WHAT TO PRODUCE =
Print these lines again without changing anything in them.

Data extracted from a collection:

___

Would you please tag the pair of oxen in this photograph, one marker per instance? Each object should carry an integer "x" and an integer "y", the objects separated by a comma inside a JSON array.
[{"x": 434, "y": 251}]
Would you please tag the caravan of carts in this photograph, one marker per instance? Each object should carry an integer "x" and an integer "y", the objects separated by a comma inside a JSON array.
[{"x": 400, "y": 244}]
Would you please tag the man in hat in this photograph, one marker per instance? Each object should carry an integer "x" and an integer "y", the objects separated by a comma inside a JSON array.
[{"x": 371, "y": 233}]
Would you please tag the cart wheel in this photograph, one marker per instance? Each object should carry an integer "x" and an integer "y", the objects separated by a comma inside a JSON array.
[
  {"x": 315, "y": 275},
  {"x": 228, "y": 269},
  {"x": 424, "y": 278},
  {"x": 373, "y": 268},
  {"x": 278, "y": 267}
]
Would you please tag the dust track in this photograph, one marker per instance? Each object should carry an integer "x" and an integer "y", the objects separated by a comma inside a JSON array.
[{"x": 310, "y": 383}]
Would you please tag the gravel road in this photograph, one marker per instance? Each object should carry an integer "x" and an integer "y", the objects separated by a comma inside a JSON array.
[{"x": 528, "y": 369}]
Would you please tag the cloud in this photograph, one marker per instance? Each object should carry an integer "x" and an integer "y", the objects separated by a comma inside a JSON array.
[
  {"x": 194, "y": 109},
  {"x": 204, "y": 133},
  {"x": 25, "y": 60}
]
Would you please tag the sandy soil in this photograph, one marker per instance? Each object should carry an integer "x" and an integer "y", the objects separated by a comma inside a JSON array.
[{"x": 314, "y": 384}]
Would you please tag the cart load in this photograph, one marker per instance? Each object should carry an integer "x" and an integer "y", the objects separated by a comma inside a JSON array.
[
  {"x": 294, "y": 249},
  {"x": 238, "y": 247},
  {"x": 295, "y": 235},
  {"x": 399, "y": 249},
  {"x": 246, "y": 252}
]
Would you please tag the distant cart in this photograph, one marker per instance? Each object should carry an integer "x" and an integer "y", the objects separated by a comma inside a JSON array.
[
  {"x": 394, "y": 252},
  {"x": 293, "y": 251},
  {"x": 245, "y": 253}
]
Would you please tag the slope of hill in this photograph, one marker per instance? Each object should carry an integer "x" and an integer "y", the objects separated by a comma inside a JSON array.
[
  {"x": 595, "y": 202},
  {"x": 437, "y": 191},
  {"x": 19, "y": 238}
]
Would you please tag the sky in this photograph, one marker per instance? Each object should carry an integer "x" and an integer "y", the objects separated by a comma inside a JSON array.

___

RIGHT ANSWER =
Would you please tag the pair of oxen in this photograph, one marker per instance? Each object should carry an integer "x" and an integer "y", the objects separated by a comma inside a JSON array.
[{"x": 434, "y": 251}]
Would you please tag the caravan of carts in this photograph, one marker per instance? Each object should carry an integer "x" and an integer "y", the objects separated by a comma inside a JSON array.
[{"x": 400, "y": 244}]
Would you please tag the man in hat in this photograph, one marker per instance? Each object should carry an integer "x" and an integer "y", the objects separated by a comma inside a JSON array.
[{"x": 371, "y": 233}]
Would you please tag the cart wheel in this photograph, one marker per instance? Each object should carry an integer "x" and an integer "y", the objects separated by a comma inside a JSON array.
[
  {"x": 315, "y": 275},
  {"x": 228, "y": 269},
  {"x": 424, "y": 278},
  {"x": 373, "y": 268},
  {"x": 278, "y": 267}
]
Would you please tag the dust track in this photograph, one marker per instance? Each object should carry an integer "x" and an integer "y", the objects separated by a comma inside a JSON array.
[{"x": 310, "y": 383}]
Would you please tag the gravel road in this photograph, one marker per instance? Each object should carry an integer "x" and an integer "y", the objects separated by a comma inside a JSON array.
[{"x": 528, "y": 369}]
Would you please tag the cloud in this photograph, one marker per instance? Each object should carry an integer "x" and an integer "y", the objects separated by a comma inside a JSON array.
[
  {"x": 194, "y": 109},
  {"x": 204, "y": 133},
  {"x": 25, "y": 60}
]
Would you please tag the sandy soil in this photograph, one marker per instance? Each object should carry an integer "x" and an integer "y", the objects separated by a comma inside a JSON array.
[{"x": 314, "y": 384}]
Would you please tag the cart load in this photograph, one marker per instance? Each object should carry an integer "x" and an integer "y", the objects separated by a comma inside a JSON array.
[
  {"x": 294, "y": 249},
  {"x": 238, "y": 247},
  {"x": 295, "y": 235},
  {"x": 399, "y": 249},
  {"x": 246, "y": 252}
]
Would you please tag the distant cart in this photograph, one marker per instance? Each object should carry an integer "x" and an integer "y", the objects separated by a comma inside a JSON array.
[
  {"x": 394, "y": 252},
  {"x": 293, "y": 251},
  {"x": 245, "y": 253}
]
Would you please tag the slope of hill in this photograph, one marker per instance? Each object should carry an integer "x" and an integer "y", the objects separated by a comma inside a JSON array.
[
  {"x": 595, "y": 202},
  {"x": 437, "y": 191},
  {"x": 19, "y": 238}
]
Would you please tag the sky in this photograph, one marker per instance? Each object should carry an integer "x" and an integer "y", the objects separated by a comma inside a JSON array.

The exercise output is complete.